Gather every line from the data below that contains the word "balcony", and copy each one out. Case matters.

#####

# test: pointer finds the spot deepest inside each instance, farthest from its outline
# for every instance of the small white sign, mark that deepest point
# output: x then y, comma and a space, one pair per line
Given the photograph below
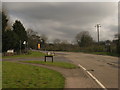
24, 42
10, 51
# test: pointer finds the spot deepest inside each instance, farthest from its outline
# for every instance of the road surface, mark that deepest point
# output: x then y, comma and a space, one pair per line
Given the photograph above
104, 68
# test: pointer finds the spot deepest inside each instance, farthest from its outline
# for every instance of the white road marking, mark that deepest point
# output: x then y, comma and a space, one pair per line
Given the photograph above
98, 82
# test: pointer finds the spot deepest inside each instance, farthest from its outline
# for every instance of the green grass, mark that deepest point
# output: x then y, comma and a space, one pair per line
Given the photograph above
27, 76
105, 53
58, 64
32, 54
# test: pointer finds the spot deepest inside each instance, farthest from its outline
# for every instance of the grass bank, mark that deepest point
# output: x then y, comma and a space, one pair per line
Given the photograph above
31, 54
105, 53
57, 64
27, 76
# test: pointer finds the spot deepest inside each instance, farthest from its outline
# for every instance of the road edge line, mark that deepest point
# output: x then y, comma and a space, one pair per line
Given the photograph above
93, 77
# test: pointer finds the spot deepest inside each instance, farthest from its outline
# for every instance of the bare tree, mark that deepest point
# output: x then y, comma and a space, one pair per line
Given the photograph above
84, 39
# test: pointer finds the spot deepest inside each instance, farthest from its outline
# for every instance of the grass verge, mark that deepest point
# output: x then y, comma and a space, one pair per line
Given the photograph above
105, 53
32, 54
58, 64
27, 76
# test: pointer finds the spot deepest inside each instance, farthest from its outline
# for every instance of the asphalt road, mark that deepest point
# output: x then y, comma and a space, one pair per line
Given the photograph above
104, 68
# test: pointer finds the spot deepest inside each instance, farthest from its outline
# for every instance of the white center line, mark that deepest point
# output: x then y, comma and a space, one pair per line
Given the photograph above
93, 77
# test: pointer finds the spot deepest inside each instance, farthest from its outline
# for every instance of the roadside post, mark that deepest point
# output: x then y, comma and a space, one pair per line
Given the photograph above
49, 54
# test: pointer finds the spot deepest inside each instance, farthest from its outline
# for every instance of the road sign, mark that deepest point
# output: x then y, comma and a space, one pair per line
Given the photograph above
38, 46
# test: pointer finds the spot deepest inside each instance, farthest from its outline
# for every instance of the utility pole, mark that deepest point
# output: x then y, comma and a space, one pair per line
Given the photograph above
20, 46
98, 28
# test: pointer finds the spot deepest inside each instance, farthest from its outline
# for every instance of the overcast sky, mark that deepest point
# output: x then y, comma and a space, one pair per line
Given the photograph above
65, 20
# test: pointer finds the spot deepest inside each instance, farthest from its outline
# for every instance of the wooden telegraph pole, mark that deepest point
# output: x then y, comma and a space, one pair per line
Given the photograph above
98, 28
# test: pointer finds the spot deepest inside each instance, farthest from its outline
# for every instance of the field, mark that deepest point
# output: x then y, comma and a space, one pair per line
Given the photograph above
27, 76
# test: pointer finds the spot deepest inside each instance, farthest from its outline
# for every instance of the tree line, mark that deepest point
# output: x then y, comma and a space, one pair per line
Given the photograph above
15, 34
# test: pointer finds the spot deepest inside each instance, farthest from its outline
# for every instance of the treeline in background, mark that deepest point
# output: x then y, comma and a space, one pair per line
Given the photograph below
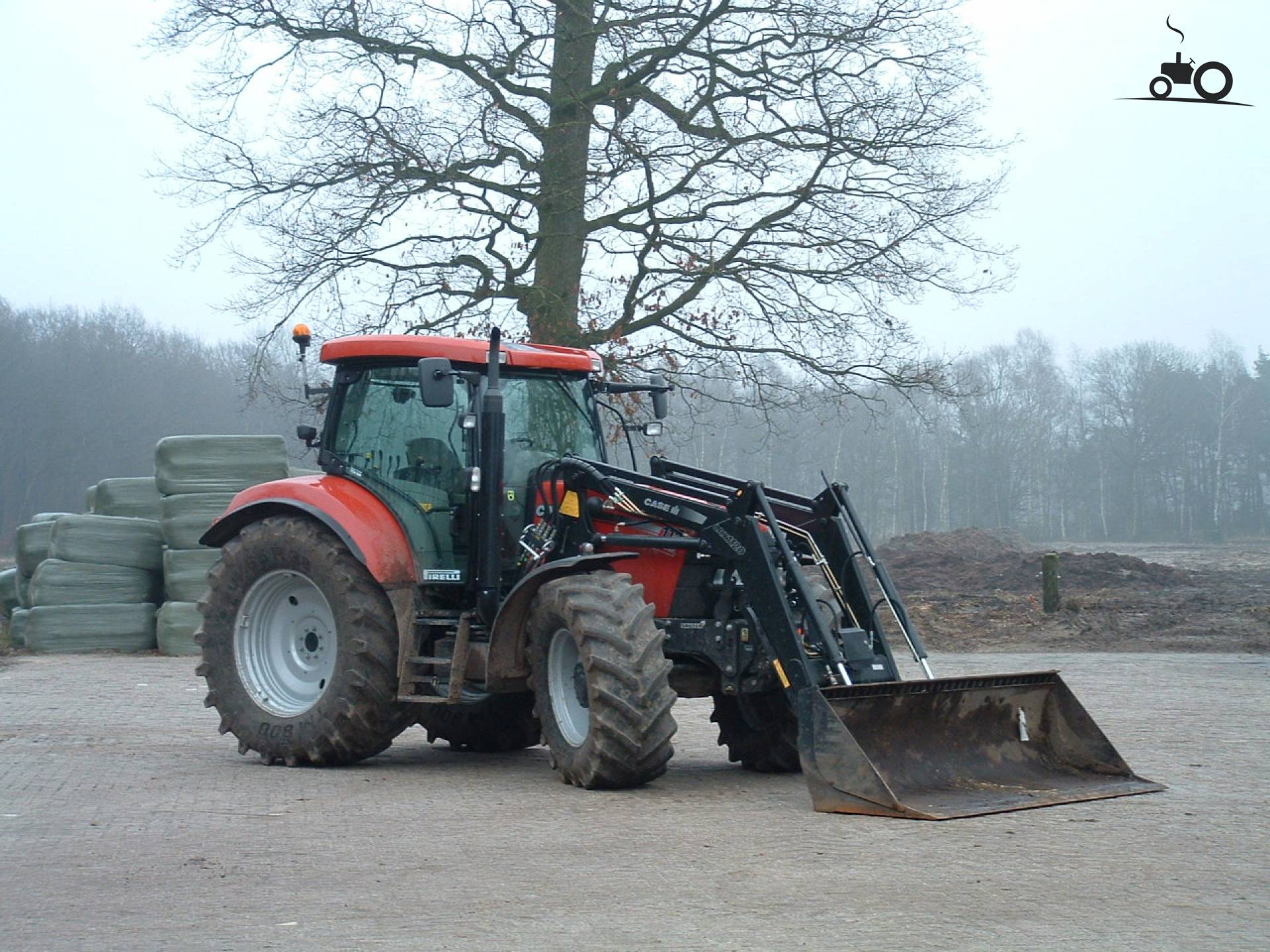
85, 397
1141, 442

#####

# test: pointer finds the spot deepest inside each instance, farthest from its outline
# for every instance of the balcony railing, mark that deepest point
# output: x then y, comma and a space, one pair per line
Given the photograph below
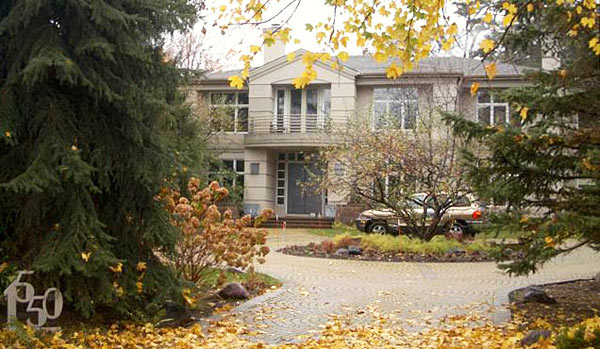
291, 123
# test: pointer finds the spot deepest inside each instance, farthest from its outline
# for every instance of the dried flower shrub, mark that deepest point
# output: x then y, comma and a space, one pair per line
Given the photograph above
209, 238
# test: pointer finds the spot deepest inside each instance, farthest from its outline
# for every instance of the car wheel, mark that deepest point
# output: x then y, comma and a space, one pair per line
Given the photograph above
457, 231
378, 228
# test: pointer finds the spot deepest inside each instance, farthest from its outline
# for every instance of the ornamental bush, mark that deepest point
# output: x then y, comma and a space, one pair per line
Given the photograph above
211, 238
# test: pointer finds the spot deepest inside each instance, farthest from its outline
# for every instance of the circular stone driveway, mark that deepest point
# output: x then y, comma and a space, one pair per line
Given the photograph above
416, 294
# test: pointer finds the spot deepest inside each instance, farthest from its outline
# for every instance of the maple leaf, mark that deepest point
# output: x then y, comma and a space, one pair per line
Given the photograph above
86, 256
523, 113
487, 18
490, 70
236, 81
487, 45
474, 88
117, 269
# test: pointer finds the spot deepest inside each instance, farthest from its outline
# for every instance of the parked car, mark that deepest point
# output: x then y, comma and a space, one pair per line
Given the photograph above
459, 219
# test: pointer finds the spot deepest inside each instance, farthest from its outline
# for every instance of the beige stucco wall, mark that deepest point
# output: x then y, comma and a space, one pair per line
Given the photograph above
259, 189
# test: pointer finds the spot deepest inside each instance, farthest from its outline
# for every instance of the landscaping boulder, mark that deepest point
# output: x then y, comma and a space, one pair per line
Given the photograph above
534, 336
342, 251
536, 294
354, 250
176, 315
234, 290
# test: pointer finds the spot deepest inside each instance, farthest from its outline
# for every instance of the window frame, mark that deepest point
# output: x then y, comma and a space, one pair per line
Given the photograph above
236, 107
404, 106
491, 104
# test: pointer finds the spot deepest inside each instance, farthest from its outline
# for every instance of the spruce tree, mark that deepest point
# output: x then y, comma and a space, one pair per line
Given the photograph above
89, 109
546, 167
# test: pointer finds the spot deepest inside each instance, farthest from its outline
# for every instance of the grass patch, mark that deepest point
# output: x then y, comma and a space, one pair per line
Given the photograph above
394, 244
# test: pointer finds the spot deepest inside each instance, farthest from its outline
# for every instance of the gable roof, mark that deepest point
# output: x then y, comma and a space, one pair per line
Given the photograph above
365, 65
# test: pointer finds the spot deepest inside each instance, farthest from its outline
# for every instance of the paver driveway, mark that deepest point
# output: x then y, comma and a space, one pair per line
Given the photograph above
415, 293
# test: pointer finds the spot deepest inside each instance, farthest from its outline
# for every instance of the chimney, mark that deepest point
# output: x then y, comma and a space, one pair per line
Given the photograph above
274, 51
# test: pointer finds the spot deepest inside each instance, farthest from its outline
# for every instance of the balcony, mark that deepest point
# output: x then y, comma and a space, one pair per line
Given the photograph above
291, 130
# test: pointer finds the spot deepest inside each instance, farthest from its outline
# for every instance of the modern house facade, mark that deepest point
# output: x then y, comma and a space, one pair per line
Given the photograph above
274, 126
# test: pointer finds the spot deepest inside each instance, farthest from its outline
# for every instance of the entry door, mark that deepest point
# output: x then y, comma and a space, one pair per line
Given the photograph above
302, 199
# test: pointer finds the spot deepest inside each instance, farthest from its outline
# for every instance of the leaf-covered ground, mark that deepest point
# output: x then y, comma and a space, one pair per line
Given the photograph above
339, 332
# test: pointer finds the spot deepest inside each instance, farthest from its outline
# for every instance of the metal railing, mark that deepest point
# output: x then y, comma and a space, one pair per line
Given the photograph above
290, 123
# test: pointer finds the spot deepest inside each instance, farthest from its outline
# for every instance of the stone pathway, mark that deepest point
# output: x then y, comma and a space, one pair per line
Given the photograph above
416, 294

#####

COMPLETE RESPONSE:
# for every instance of the balcony railing, mark that deepest point
# for every instance of the balcony, mark that deepest point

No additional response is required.